* begin TEXT EXTRACT *

# How long should I wait to plow w my brand new f350



## SalNazzaro (Jan 17, 2011)

So we're supposed to get some snow here in SE Pa tomorrow night 5-9" apparently, my new 2013 should be arriving at my dealer tomorrow sometime and I was wondering how long should I wait to plow with a brand new truck with barely any miles on it? Thanks!


----------



## 1olddogtwo (Aug 6, 2007)

About 10 mins.....then we want pic's of this bad boy


----------



## SalNazzaro (Jan 17, 2011)

Lol there will be pics, so I don't have to put 500-1000 miles on her before plowing?


----------



## linckeil (Sep 18, 2007)

every new vehicle has a recommended break in procedure. follow it.

and no, i wouldn't plow with a brand new truck that has 30 miles on it. i may be comfotable after 1,000 miles... but thats just me.


----------



## grandview (Oct 9, 2005)

Pay the dealer for the plow ,get some coffee and go.


----------



## SalNazzaro (Jan 17, 2011)

Looks like Friday is my new delivery date, maybe, so looks like it'll get plenty of breaking in before it pushes any snow


----------



## Fords&Fishers (Feb 10, 2012)

* end TEXT EXTRACT *
* begin DATA *

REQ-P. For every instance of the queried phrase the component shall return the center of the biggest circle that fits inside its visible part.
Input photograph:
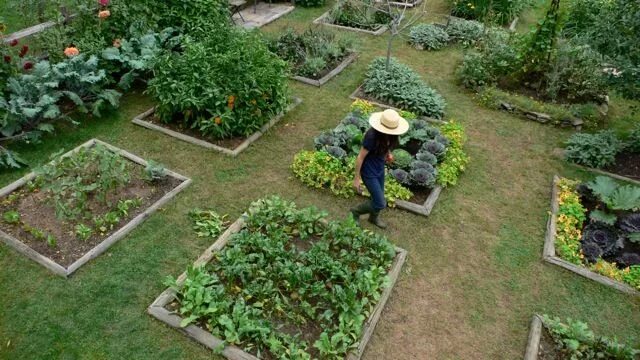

* end DATA *

WHAT TO WORK ON:
1. Answer from the plowing thread:
(a) How much snow was forecast for SE Pa in the opening post?
(b) After how many miles might linckeil feel comfortable plowing with the new truck?
(c) On what day did the new delivery date fall, according to SalNazzaro's later post?
2. Shorten the paragraph of the plowing thread that opens "So we're supposed to get some snow" while keeping its main facts.

SOLUTIONS TO EACH TASK:
1.
(a) 5-9".
(b) 1,000 miles.
(c) Friday.

2. With 5-9" of snow expected in SE Pa tomorrow night and a new 2013 truck due at the dealer tomorrow, how long should I wait before plowing with a truck that has barely any miles on it?